═════ RECORD EXCERPTS
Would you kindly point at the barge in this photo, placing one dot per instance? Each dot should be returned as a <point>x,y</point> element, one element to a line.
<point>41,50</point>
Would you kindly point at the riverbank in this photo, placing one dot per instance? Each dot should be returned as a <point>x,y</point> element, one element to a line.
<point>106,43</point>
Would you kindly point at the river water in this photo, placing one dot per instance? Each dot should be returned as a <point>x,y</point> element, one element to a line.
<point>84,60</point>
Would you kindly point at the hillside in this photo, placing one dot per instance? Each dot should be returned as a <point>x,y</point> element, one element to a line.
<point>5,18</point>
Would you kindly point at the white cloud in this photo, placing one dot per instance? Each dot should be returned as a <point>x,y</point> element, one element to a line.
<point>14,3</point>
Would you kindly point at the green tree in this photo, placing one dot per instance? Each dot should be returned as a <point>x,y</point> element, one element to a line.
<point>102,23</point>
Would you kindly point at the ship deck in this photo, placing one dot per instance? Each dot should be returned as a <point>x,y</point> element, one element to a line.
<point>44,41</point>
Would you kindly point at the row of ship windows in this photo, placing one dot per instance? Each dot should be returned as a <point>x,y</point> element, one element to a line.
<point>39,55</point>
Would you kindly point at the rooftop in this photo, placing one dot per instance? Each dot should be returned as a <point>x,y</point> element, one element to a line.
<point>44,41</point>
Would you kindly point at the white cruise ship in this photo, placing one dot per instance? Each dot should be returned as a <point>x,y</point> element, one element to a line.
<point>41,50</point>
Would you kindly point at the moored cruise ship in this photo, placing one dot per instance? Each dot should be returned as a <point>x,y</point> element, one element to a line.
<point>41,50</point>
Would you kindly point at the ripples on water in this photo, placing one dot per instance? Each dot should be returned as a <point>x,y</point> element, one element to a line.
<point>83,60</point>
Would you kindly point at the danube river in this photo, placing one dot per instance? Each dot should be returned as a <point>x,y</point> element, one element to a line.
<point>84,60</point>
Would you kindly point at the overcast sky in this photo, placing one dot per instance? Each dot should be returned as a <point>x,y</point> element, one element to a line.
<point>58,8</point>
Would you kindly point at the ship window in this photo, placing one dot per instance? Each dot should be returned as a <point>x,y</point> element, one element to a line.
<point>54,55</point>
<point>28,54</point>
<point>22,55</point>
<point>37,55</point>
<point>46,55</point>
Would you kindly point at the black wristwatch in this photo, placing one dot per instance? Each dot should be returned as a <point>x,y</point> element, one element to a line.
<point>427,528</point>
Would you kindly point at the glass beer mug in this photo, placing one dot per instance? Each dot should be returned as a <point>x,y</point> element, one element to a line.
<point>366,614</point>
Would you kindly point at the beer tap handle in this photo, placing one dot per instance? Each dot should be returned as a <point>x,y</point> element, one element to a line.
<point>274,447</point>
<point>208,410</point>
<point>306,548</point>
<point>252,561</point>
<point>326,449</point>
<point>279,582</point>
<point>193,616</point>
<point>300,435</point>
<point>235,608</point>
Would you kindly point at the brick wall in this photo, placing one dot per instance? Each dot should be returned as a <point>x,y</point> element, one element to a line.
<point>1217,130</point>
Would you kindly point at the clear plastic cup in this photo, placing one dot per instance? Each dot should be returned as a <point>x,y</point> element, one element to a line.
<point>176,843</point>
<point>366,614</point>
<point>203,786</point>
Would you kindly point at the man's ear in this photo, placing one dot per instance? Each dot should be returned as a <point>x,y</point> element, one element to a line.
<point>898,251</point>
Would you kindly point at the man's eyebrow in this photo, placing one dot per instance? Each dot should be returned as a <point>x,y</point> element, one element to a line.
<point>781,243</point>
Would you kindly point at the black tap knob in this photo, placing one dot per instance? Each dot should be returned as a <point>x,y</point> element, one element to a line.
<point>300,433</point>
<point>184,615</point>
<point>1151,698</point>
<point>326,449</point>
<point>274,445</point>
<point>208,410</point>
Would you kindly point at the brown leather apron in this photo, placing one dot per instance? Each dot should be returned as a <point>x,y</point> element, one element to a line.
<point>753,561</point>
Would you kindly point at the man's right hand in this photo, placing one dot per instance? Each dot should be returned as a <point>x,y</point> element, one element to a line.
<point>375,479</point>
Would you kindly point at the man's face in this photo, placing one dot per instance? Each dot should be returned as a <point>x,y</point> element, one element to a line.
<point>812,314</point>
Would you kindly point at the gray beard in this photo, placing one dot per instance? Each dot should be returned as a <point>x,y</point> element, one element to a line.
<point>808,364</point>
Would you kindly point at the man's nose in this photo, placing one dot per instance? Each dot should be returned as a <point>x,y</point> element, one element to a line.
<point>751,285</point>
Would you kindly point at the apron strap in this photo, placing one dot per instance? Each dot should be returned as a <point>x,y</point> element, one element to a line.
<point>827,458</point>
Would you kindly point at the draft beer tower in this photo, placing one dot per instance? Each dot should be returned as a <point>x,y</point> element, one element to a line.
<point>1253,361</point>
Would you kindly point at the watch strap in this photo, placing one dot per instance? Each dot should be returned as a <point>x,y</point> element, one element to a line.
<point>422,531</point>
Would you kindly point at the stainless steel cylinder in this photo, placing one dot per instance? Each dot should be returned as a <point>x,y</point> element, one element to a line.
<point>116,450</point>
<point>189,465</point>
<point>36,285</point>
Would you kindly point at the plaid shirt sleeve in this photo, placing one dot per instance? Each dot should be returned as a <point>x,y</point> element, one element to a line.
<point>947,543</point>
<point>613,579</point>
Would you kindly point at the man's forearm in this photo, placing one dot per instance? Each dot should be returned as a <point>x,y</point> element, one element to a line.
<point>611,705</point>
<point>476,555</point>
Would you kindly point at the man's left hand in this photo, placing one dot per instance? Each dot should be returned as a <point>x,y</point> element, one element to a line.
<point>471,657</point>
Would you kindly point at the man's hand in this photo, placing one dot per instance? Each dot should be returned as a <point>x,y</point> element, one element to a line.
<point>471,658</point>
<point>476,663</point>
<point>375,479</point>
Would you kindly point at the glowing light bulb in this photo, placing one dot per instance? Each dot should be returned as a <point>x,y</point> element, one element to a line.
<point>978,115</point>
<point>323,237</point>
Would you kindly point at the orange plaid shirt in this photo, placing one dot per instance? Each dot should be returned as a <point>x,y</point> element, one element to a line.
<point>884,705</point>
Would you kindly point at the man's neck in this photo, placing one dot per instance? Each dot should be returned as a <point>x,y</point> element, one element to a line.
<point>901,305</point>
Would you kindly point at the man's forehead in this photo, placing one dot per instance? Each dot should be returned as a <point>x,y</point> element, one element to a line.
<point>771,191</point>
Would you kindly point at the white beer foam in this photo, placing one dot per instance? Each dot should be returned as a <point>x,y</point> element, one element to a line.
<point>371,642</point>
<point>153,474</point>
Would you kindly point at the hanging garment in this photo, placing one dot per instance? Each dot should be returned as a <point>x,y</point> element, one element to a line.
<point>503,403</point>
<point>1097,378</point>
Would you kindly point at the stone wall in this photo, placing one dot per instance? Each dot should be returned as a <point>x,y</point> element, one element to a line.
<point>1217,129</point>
══════════
> INSTRUCTIONS FOR THE TASK
Please render all the lines above as a JSON list of strings, one string for each line, leaving out any blank lines.

> THE RESULT
[
  "Would you kindly point at the barge in this photo, placing one dot per instance? Each dot should be returned as a <point>x,y</point> element, one element to a line.",
  "<point>41,50</point>",
  "Would you kindly point at the riverbank in this photo, placing one dot per instance? Each dot should be returned as a <point>x,y</point> element, one element to a line.",
  "<point>106,43</point>",
  "Would you kindly point at the river water in this photo, placing one dot per instance? Each dot should be returned as a <point>x,y</point> element, one element to a line.",
  "<point>84,60</point>",
  "Would you kindly point at the hillside in this photo, placing one dot per instance? Each dot should be returned as a <point>x,y</point> element, one element to a line.",
  "<point>5,18</point>",
  "Would you kindly point at the white cloud in this photo, placing one dot per instance? Each dot should be returned as a <point>x,y</point> element, one element to a line.",
  "<point>14,3</point>",
  "Would you kindly point at the green tree in this photo, placing one dot per instance? Each dot should be returned as a <point>x,y</point> element, one element to a line.",
  "<point>102,23</point>",
  "Would you kindly point at the ship deck in this photo, placing one dot per instance? Each dot should be returned as a <point>x,y</point> element, one element to a line.",
  "<point>44,41</point>",
  "Would you kindly point at the row of ship windows in this photo, placing one dot per instance? Each dot should be returned as a <point>x,y</point> element, one element to a line.",
  "<point>39,55</point>",
  "Would you kindly point at the rooftop in this photo, placing one dot per instance? Each dot should be returned as a <point>x,y</point> element, one element to a line.",
  "<point>44,41</point>",
  "Would you kindly point at the white cruise ship in this photo, placing one dot per instance? Each dot should be returned as a <point>x,y</point> element, one element to a line.",
  "<point>41,50</point>",
  "Would you kindly point at the moored cruise ship in this photo, placing one dot per instance? Each dot should be returned as a <point>x,y</point> element, one element to a line.",
  "<point>41,50</point>",
  "Would you kindly point at the ripples on water in this photo, placing one dot per instance? Each dot should be returned as a <point>x,y</point> element, one element to a line.",
  "<point>83,60</point>",
  "Would you kindly point at the danube river in this photo, placing one dot per instance? Each dot should be returned as a <point>x,y</point> element, one element to a line.",
  "<point>84,60</point>",
  "Would you kindly point at the overcast sky in this photo, placing one dot per instance? Each dot should be returned as a <point>x,y</point> element, one element to a line.",
  "<point>58,8</point>",
  "Would you kindly point at the ship window in this photo, placing one dot per instance? Each dot should be returned as a <point>x,y</point> element, one element to a line.",
  "<point>54,55</point>",
  "<point>28,54</point>",
  "<point>22,55</point>",
  "<point>37,55</point>",
  "<point>46,55</point>",
  "Would you kindly point at the black wristwatch in this photo, placing one dot per instance? Each dot should be returned as a <point>x,y</point> element, one element to a line.",
  "<point>427,528</point>",
  "Would you kindly point at the glass beer mug in this photo, placing one dot per instance? Each dot should be returned as a <point>x,y</point> element, one element to a line.",
  "<point>366,614</point>",
  "Would you kindly point at the beer tap handle in this photo, placing one dot per instance? Each dot should be returned as a <point>x,y</point> element, one element to a line.",
  "<point>274,447</point>",
  "<point>208,410</point>",
  "<point>306,548</point>",
  "<point>252,561</point>",
  "<point>326,449</point>",
  "<point>279,582</point>",
  "<point>193,616</point>",
  "<point>300,435</point>",
  "<point>235,608</point>",
  "Would you kindly point at the brick wall in this photo, placing one dot per instance? Each dot should be returned as a <point>x,y</point> element, one element to a line.",
  "<point>1217,130</point>",
  "Would you kindly point at the clear plastic cup in this photo, placing one dot per instance? Each dot should be returned as a <point>x,y</point> element, one element to a line.",
  "<point>176,843</point>",
  "<point>366,614</point>",
  "<point>203,786</point>",
  "Would you kindly point at the man's ear in this photo, placing one dot per instance? Each dot should be returned as a <point>x,y</point> element, one element to a line.",
  "<point>898,251</point>",
  "Would you kindly point at the man's eyebrow in this photo, placing one dot per instance? Each dot should be returned as a <point>x,y</point> element, one element to a line.",
  "<point>781,243</point>",
  "Would you kindly point at the black tap knob in this photo, placing one dot per instance? Each dot should be returned as a <point>x,y</point> element, one element to a line.",
  "<point>300,433</point>",
  "<point>184,615</point>",
  "<point>1151,698</point>",
  "<point>326,449</point>",
  "<point>274,445</point>",
  "<point>208,410</point>",
  "Would you kindly point at the brown leather apron in this photo, placing one dot per instance? Each dot should be returned as a <point>x,y</point> element, one element to a line.",
  "<point>753,561</point>",
  "Would you kindly point at the man's right hand in this photo, placing one dot per instance? Each dot should be returned as a <point>x,y</point> element, one element to a line.",
  "<point>375,479</point>",
  "Would you kindly point at the man's face in this photo, placing one dot per instance? Each dot should be returned as a <point>x,y</point> element, one element to a line.",
  "<point>812,314</point>",
  "Would you kindly point at the gray beard in this photo, placing one dot per instance? Each dot should be returned as a <point>x,y</point> element, one element to a line.",
  "<point>808,364</point>",
  "Would you kindly point at the man's nose in this photo, placing one dot per instance? Each dot should be returned as a <point>x,y</point> element, one element to a line.",
  "<point>751,285</point>",
  "Would you kindly point at the apron strap in this photo, placing one dot per instance? Each dot should be returned as a <point>x,y</point> element, one element to a line.",
  "<point>827,458</point>",
  "Would you kindly point at the draft beer tower in this photo, placing one dot per instance? Each dot should be returned as a <point>x,y</point> element, one element to a line.",
  "<point>1253,361</point>",
  "Would you kindly point at the watch strap in this photo, placing one dot per instance? Each dot should be returned as a <point>x,y</point> element, one element to a line.",
  "<point>422,531</point>",
  "Would you kindly point at the stainless steel cylinder in this photo, placing one dot per instance? Each dot should be returned as a <point>x,y</point> element, one element to a line.",
  "<point>116,450</point>",
  "<point>189,465</point>",
  "<point>36,285</point>",
  "Would you kindly point at the plaid shirt sleeve in this photo, placing one dot per instance? Each dot should be returned as a <point>x,y</point> element, one element to a line.",
  "<point>947,543</point>",
  "<point>613,579</point>",
  "Would you kindly point at the man's forearm in this photo, placing one dot per instance? Each dot should be returned as a <point>x,y</point> element, one element to a line.",
  "<point>611,705</point>",
  "<point>476,555</point>",
  "Would you kindly point at the man's left hand in this photo, placing one dot per instance? Each dot should be returned as a <point>x,y</point> element, one element to a line.",
  "<point>471,657</point>",
  "Would you kindly point at the man's hand in this photo, placing one dot per instance? Each dot should be returned as a <point>x,y</point> element, one element to a line.",
  "<point>471,658</point>",
  "<point>476,663</point>",
  "<point>375,479</point>",
  "Would you kindly point at the glowing light bulb in this photo, placing one dot per instance? Each dot should be returned as a <point>x,y</point> element, one element to a line.",
  "<point>978,115</point>",
  "<point>323,237</point>",
  "Would you kindly point at the orange plaid shirt in this photo, placing one dot per instance? Each dot should be returned as a <point>x,y</point> element, one element to a line.",
  "<point>884,705</point>",
  "Would you kindly point at the man's neck in this photo, placing one dot per instance? Each dot should be returned as a <point>x,y</point> element, one element to a line.",
  "<point>901,305</point>",
  "Would you kindly point at the man's forehead in this photo, placing one dot per instance? Each dot should be returned as a <point>x,y</point> element, one element to a line.",
  "<point>771,191</point>",
  "Would you kindly point at the white beer foam in this photo, placing one dot per instance? Each dot should be returned as a <point>x,y</point> element, one element to a line.",
  "<point>371,642</point>",
  "<point>153,474</point>",
  "Would you kindly point at the hanging garment in this photo, placing one dot per instance? Each dot should be returned as a <point>x,y</point> element, one element to a line.",
  "<point>503,403</point>",
  "<point>1097,378</point>",
  "Would you kindly point at the stone wall in this photo, placing one dot per instance? Each dot should be returned as a <point>x,y</point> element, one element to a line.",
  "<point>1217,129</point>"
]